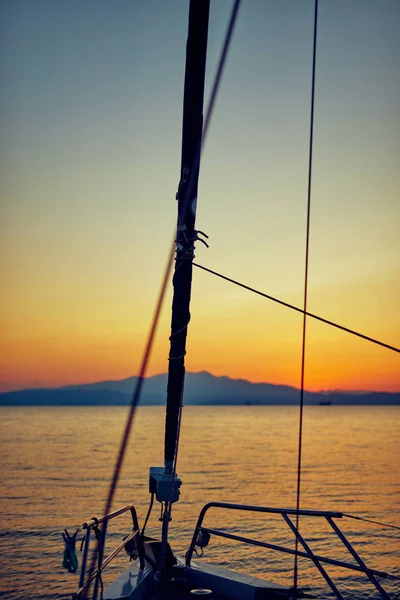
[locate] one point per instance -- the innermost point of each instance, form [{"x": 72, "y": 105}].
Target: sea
[{"x": 56, "y": 465}]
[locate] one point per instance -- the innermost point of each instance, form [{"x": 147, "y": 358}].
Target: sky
[{"x": 90, "y": 126}]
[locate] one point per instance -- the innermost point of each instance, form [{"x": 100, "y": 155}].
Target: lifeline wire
[
  {"x": 297, "y": 309},
  {"x": 371, "y": 521},
  {"x": 303, "y": 345},
  {"x": 139, "y": 383}
]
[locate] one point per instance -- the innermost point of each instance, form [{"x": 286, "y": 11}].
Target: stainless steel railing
[
  {"x": 89, "y": 527},
  {"x": 306, "y": 553}
]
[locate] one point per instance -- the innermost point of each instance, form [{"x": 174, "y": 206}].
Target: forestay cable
[
  {"x": 303, "y": 344},
  {"x": 98, "y": 556},
  {"x": 297, "y": 309}
]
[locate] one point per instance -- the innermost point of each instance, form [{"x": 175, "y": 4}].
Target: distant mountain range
[{"x": 200, "y": 389}]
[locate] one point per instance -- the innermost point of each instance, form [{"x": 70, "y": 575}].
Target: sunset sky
[{"x": 90, "y": 125}]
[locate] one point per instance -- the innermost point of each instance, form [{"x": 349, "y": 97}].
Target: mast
[{"x": 192, "y": 126}]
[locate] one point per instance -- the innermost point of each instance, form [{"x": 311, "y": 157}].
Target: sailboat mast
[{"x": 192, "y": 126}]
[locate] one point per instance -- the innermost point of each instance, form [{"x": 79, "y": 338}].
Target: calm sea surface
[{"x": 56, "y": 465}]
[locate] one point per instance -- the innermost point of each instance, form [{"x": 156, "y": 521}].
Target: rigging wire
[
  {"x": 207, "y": 120},
  {"x": 297, "y": 309},
  {"x": 371, "y": 521},
  {"x": 303, "y": 345},
  {"x": 168, "y": 269}
]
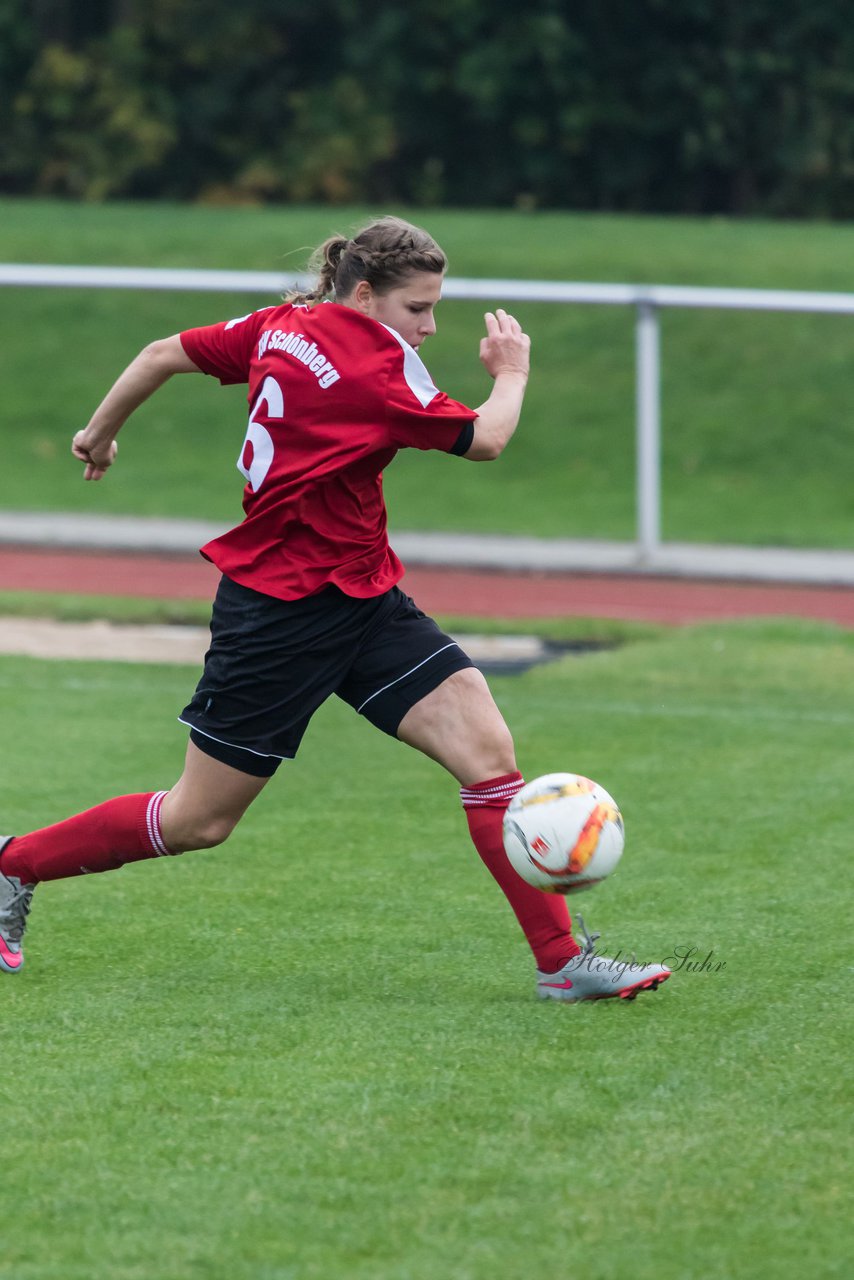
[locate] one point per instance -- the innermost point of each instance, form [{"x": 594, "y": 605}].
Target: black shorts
[{"x": 272, "y": 663}]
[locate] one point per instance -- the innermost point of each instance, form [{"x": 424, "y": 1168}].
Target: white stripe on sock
[{"x": 153, "y": 824}]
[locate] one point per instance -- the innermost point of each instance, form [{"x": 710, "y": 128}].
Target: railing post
[{"x": 648, "y": 432}]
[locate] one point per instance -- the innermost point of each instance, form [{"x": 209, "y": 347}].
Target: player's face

• **Exercise task**
Please extract each line from the items above that contains the word "wire", copying every such line in full.

• **Problem solution**
Target: lifeline wire
Target: rigging wire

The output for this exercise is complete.